* **Task instructions**
Rewrite the data below, replacing each occurrence of "cobblestone pavement" with "brick pavement" and keeping everything else unchanged.
# start of Available records
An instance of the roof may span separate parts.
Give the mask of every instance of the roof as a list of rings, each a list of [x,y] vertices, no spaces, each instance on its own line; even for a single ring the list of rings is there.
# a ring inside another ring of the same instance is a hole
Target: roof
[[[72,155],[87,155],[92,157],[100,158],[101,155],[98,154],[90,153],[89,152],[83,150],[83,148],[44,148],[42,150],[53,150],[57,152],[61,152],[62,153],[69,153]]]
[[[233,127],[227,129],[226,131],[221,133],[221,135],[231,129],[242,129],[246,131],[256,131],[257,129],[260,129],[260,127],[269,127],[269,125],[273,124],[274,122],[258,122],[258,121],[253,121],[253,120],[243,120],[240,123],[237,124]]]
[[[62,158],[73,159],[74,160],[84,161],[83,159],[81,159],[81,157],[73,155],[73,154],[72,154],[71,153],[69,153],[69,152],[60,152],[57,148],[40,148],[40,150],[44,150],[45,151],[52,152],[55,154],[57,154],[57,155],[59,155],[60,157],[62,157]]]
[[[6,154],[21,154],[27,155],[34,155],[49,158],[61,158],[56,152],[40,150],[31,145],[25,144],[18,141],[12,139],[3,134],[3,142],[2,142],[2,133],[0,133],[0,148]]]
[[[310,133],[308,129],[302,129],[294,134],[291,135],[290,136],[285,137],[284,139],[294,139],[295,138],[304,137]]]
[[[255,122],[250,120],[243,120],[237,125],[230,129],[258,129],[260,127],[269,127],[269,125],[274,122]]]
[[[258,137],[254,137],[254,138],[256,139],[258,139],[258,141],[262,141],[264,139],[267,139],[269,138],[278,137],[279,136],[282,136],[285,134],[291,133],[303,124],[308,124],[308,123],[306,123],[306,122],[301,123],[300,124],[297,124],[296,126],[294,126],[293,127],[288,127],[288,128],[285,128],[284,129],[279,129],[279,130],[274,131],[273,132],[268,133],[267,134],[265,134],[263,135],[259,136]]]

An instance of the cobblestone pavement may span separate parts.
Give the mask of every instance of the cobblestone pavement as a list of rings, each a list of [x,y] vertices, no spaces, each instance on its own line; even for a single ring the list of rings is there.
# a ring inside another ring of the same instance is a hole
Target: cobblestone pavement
# end of Available records
* **Written response**
An instance of the roof may span separate parts.
Give the mask of every instance of the roof as a list of rings, each a list of [x,y] vertices, no spaces, each instance on its own line; even for a single ring the list of rings is there.
# a ring inside another ring of the same instance is a hole
Target: roof
[[[72,155],[87,155],[92,157],[100,158],[101,155],[98,154],[90,153],[89,152],[83,150],[83,148],[44,148],[42,150],[53,150],[57,152],[61,152],[62,153],[69,153]]]
[[[233,127],[227,129],[226,131],[221,133],[221,135],[231,129],[242,129],[246,131],[256,131],[257,129],[260,129],[260,127],[269,127],[269,125],[273,124],[274,122],[258,122],[258,121],[253,121],[253,120],[243,120],[240,123],[237,124]]]
[[[62,158],[73,159],[74,160],[84,161],[83,159],[81,159],[81,157],[73,155],[73,154],[72,154],[71,153],[69,153],[69,152],[60,152],[57,148],[40,148],[40,150],[44,150],[45,151],[52,152],[55,154],[57,154],[57,155],[59,155],[60,157],[62,157]]]
[[[6,154],[21,154],[27,155],[34,155],[49,158],[61,158],[56,152],[40,150],[31,145],[25,144],[18,141],[12,139],[3,134],[3,142],[2,142],[2,133],[0,133],[0,148]]]
[[[310,133],[308,129],[302,129],[294,134],[291,135],[290,136],[285,137],[284,139],[294,139],[295,138],[304,137]]]
[[[255,122],[250,120],[243,120],[237,125],[230,129],[258,129],[260,127],[269,127],[269,125],[274,122]]]
[[[258,137],[254,137],[254,138],[256,139],[258,139],[258,141],[262,141],[264,139],[267,139],[269,138],[278,137],[279,136],[282,136],[285,134],[291,133],[303,124],[308,124],[308,123],[306,123],[306,122],[301,123],[300,124],[297,124],[296,126],[294,126],[293,127],[288,127],[288,128],[285,128],[284,129],[279,129],[279,130],[274,131],[273,132],[268,133],[267,134],[265,134],[263,135],[259,136]]]

An instance of the brick pavement may span separate parts.
Give the mask of every instance of the brick pavement as a list of rings, each a list of [x,y] vertices, no spaces, each instance on its own line; even for a single ring the list of rings is there.
# a ring inside another ring of the same instance is a hole
Target: brick pavement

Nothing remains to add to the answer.